■ Aim of the exercise
Work through the entries below and show every line in which "podium" is found.

**********

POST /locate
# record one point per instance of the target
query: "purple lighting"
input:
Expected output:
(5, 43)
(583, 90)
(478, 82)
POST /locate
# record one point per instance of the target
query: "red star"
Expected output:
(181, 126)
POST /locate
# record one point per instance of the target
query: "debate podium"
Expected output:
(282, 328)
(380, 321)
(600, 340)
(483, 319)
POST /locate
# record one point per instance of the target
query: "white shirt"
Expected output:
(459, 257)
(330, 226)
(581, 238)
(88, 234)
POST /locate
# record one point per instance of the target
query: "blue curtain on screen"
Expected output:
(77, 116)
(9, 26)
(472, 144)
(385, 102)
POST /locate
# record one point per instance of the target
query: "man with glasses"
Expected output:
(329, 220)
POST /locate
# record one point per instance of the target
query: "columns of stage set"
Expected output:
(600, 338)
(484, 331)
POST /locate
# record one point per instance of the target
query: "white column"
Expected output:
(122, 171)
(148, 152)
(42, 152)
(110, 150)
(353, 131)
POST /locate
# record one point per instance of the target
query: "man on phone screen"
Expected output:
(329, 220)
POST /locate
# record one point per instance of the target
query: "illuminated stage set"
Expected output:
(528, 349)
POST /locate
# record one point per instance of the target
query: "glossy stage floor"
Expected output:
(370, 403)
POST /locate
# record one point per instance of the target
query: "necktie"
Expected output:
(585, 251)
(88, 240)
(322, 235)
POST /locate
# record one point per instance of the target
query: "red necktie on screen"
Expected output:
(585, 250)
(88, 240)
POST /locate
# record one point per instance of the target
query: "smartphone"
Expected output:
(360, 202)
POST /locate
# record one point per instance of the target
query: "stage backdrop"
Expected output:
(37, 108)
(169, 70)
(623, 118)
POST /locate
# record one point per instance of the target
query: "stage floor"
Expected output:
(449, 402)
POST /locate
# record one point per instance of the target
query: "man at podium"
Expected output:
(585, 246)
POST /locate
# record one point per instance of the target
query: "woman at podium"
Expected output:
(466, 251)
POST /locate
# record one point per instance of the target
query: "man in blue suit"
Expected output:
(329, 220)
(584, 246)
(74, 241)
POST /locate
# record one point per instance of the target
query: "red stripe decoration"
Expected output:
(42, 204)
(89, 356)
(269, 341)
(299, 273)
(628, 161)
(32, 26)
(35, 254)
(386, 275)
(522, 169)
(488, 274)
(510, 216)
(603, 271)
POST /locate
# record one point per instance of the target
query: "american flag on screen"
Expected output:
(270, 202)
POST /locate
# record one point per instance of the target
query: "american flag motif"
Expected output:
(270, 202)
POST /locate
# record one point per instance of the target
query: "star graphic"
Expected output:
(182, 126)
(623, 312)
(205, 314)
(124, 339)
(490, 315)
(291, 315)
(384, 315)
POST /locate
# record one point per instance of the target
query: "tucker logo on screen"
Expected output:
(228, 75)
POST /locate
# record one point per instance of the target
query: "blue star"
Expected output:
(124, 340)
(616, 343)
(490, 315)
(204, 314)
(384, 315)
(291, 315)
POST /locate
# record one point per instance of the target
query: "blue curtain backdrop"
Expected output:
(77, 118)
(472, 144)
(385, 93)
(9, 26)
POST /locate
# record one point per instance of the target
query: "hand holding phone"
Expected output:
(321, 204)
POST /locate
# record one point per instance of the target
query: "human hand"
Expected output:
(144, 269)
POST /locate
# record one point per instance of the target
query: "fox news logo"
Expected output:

**********

■ Written solution
query: "debate podium"
query: "man at podium"
query: "woman at podium"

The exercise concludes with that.